Tally how many lines in the data hold the word "mist", and give the result with no other text.

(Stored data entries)
|---|

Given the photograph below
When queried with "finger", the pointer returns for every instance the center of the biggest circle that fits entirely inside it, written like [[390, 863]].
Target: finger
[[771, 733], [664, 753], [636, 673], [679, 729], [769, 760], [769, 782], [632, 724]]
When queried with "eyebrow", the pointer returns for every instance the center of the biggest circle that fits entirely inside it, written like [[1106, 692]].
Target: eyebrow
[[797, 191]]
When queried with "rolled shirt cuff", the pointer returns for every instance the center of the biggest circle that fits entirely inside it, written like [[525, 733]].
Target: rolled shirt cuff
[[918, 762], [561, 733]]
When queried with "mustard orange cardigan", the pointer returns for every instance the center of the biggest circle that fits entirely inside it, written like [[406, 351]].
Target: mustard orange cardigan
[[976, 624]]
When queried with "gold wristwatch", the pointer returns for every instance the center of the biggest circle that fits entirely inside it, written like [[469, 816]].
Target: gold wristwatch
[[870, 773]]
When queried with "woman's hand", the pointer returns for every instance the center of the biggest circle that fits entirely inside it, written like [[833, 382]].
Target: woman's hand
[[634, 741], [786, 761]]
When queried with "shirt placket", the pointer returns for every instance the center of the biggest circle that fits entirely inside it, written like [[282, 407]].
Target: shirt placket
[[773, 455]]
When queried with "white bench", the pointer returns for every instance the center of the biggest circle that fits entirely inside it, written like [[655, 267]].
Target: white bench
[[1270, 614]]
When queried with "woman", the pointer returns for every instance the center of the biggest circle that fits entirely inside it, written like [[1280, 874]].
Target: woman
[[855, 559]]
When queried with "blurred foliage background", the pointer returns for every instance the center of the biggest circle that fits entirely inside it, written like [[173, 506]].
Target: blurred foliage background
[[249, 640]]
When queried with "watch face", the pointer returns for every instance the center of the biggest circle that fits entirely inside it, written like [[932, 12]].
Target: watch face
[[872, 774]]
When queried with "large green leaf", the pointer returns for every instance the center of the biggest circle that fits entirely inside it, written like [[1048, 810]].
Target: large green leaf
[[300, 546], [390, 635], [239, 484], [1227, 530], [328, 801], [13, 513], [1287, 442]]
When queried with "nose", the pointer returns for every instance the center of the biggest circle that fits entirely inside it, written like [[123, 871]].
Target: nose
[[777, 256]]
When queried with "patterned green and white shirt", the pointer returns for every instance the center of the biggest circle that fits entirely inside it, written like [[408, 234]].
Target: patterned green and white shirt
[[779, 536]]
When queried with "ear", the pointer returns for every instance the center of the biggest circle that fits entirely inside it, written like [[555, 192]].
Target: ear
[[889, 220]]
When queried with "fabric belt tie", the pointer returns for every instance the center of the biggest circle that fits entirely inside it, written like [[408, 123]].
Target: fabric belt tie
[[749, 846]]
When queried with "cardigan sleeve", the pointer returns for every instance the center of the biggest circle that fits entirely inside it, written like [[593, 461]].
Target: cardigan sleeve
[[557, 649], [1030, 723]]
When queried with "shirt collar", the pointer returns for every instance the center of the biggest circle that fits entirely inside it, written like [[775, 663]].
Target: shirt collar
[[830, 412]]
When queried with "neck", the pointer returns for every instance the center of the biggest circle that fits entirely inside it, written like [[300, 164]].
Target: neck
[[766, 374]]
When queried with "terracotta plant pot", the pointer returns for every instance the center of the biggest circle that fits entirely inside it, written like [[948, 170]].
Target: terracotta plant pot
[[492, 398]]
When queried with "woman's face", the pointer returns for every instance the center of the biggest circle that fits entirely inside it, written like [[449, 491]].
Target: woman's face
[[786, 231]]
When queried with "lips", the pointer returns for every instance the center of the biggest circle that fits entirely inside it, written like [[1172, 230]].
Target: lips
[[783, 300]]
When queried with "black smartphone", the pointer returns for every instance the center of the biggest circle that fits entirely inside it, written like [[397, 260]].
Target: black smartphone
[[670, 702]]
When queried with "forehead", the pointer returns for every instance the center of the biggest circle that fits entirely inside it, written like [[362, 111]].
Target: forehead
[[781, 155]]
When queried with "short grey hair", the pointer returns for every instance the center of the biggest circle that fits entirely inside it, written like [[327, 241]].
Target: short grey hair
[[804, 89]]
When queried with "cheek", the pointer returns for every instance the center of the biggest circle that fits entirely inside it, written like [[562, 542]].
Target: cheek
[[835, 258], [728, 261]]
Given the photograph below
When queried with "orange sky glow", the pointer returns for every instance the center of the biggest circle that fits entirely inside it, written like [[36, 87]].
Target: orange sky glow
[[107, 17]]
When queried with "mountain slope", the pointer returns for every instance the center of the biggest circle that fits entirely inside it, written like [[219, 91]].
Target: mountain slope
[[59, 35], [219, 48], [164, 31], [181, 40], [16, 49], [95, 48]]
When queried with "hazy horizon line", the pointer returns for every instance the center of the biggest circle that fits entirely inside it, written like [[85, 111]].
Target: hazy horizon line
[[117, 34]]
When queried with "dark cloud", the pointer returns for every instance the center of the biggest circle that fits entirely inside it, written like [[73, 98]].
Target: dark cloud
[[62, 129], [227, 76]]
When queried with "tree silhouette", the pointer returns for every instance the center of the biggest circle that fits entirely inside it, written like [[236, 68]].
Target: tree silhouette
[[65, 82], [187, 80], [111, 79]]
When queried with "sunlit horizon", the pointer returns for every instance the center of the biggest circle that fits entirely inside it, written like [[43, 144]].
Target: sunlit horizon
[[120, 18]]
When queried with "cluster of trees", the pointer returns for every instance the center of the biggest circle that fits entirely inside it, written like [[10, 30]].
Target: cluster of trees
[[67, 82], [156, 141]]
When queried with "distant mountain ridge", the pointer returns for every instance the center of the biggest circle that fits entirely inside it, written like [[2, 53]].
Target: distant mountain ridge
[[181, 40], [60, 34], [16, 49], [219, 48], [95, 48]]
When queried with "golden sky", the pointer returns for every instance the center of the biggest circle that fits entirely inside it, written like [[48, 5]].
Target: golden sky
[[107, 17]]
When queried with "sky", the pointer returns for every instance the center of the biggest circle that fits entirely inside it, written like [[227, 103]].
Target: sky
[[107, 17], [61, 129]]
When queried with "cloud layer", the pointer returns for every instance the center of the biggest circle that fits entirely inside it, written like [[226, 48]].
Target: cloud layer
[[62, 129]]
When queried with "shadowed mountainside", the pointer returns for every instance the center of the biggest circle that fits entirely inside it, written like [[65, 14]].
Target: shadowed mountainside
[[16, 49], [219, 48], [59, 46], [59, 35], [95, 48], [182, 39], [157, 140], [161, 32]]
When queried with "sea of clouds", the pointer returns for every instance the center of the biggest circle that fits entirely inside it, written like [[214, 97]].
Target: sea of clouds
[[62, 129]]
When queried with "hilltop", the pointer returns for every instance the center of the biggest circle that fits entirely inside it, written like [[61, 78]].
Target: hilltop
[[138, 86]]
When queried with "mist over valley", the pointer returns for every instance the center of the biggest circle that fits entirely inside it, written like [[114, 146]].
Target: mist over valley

|---|

- _Answer for this exercise_
2